Task to complete: Print the listing below word for word, but leave the pictures out.

Provided entries:
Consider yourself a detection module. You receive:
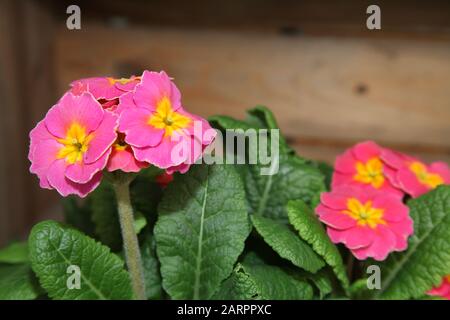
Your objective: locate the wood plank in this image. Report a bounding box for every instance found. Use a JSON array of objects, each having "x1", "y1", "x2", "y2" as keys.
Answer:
[
  {"x1": 56, "y1": 24, "x2": 450, "y2": 164},
  {"x1": 48, "y1": 0, "x2": 450, "y2": 39},
  {"x1": 0, "y1": 0, "x2": 27, "y2": 246},
  {"x1": 0, "y1": 0, "x2": 57, "y2": 246}
]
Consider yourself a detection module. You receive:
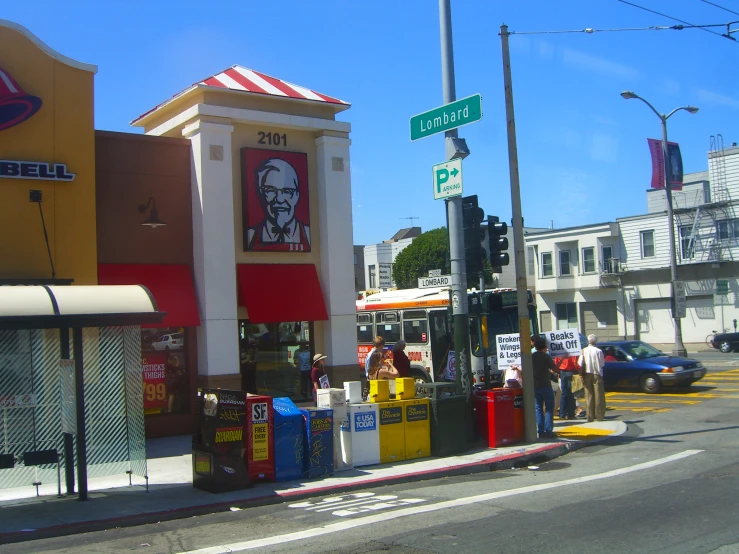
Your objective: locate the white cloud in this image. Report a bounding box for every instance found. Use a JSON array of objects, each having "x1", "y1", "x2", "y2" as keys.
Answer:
[{"x1": 562, "y1": 48, "x2": 639, "y2": 79}]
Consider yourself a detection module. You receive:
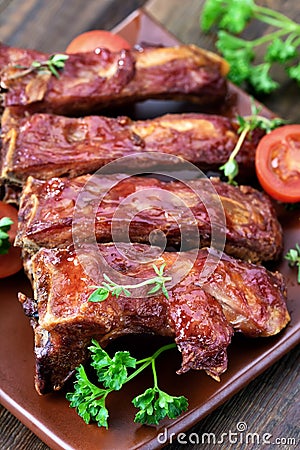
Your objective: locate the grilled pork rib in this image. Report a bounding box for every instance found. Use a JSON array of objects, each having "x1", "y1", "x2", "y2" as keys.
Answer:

Reply to the exercise:
Consider yourself a detection module. You receive:
Your objective: locate the wood plank in this image. Report a bounding box for every instance found. Use a JSON array of objects, each having "x1", "y1", "x2", "y2" as keys.
Answer:
[
  {"x1": 56, "y1": 24, "x2": 450, "y2": 164},
  {"x1": 48, "y1": 0, "x2": 450, "y2": 39},
  {"x1": 0, "y1": 0, "x2": 27, "y2": 246},
  {"x1": 0, "y1": 0, "x2": 57, "y2": 246}
]
Consider yourself a detection module. You receive:
Your objective: locate the white cloud in this image. Report a bounding box for every instance found. Use a JSON array of objects, each having "x1", "y1", "x2", "y2" as keys.
Answer:
[{"x1": 562, "y1": 48, "x2": 639, "y2": 79}]
Consider yourself a detection module. You receive:
Your objective: locate the grilled pork rib in this image. Report a bounding box for every instance found. Use a JSON array of objects, each having "x1", "y1", "x2", "y2" as keys.
Answer:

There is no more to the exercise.